◆ Short exercise:
Show every line of the items below that holds the word "distant", copying each line in full.

◆ Exercise material:
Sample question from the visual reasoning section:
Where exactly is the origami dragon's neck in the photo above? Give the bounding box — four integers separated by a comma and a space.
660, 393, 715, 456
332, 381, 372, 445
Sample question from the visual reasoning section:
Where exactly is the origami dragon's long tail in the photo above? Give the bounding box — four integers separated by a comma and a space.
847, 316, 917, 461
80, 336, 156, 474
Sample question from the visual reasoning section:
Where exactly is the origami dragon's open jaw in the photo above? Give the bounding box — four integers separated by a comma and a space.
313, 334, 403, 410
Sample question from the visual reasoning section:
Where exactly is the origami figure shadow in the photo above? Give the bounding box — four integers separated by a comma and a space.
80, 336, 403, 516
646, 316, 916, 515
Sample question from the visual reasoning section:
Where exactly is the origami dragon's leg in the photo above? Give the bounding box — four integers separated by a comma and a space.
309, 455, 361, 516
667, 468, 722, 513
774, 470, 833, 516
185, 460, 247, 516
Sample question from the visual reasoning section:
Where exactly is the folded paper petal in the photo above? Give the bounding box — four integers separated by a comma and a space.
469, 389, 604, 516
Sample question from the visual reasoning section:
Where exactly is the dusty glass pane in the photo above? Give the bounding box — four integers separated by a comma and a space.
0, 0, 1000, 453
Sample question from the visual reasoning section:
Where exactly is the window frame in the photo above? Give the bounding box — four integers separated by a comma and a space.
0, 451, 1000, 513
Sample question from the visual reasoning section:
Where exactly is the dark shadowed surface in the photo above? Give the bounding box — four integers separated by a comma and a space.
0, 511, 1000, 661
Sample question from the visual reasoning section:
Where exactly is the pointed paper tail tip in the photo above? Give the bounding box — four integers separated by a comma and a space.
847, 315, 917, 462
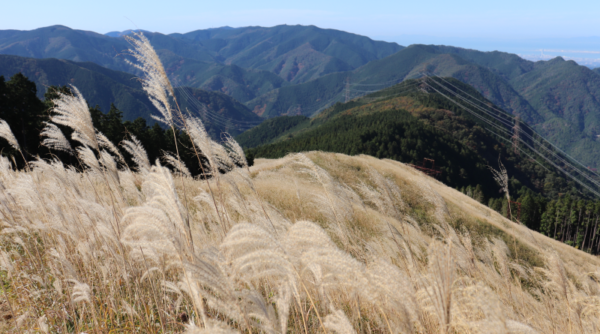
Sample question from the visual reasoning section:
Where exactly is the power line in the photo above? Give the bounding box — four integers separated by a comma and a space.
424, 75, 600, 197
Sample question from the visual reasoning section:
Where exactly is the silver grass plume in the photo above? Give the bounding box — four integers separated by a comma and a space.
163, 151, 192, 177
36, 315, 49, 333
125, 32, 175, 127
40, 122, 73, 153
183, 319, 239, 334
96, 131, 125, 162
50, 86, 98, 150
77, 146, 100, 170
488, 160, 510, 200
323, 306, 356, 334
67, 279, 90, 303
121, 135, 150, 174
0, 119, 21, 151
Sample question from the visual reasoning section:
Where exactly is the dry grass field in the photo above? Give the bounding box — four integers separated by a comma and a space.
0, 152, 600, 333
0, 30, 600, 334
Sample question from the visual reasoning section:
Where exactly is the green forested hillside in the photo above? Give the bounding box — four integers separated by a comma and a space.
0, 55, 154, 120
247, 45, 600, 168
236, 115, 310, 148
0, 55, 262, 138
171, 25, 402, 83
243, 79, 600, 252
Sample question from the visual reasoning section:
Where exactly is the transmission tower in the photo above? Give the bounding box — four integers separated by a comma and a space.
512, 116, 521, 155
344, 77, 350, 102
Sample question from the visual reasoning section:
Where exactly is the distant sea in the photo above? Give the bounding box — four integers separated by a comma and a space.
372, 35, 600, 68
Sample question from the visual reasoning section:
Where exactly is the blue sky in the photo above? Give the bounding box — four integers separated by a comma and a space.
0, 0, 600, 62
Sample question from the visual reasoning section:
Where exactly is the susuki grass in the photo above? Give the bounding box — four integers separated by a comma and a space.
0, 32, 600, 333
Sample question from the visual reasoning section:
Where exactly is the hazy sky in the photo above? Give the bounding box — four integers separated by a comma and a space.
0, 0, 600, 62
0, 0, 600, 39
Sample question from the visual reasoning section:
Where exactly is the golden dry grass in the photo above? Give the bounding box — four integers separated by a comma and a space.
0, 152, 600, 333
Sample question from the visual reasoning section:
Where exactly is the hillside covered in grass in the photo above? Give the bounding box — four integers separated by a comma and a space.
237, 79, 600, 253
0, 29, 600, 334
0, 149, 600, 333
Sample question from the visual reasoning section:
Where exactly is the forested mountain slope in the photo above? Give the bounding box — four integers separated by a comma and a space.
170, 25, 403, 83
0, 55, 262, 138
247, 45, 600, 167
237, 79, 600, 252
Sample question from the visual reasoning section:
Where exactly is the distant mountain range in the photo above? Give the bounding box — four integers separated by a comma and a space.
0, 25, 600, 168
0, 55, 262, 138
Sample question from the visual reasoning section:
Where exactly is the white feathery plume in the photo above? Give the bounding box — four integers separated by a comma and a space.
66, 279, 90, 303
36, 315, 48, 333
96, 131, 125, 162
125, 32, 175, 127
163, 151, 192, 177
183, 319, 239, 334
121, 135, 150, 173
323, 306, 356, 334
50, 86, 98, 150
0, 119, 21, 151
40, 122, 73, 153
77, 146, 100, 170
---
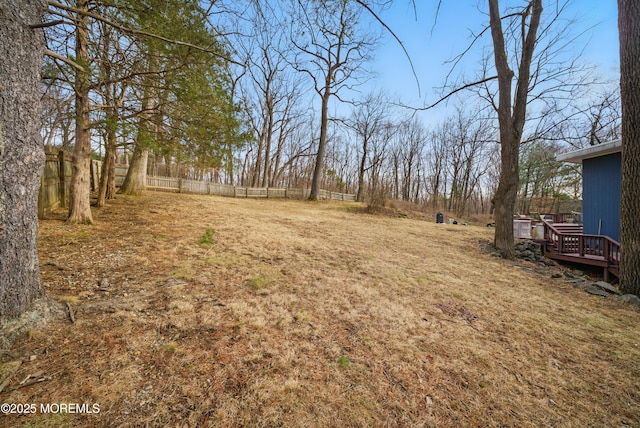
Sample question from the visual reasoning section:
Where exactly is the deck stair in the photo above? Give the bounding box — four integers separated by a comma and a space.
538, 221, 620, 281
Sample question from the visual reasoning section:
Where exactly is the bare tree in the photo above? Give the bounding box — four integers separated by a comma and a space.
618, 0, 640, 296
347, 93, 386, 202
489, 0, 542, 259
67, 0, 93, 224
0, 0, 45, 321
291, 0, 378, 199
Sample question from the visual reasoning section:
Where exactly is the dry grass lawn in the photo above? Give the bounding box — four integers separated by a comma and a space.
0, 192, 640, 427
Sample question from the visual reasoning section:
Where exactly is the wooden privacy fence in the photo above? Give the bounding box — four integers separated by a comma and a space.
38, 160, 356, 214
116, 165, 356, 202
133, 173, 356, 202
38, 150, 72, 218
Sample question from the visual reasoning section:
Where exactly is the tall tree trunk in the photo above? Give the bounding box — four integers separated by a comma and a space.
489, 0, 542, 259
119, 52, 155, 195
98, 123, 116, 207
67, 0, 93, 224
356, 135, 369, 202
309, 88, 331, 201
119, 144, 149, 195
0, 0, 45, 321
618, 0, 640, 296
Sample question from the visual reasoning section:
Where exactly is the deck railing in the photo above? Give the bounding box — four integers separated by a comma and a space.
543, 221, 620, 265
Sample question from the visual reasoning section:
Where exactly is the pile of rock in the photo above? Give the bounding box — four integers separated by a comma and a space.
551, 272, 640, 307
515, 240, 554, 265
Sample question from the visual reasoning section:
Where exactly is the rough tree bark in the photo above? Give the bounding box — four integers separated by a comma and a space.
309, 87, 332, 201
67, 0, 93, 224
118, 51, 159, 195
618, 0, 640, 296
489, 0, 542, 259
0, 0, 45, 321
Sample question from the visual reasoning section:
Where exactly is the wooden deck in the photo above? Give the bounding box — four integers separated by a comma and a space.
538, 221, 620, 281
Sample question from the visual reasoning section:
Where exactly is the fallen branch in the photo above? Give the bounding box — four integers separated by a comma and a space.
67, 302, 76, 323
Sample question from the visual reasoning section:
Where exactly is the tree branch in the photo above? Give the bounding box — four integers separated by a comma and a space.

◆ Response to the task:
Where exactly is the distant sea in the photo above? Give the bounding box — four integers separated by a comma and a space.
Where exactly is the distant mountain range in the photo above? Give the bounding box — four integers separated by a comma and a space.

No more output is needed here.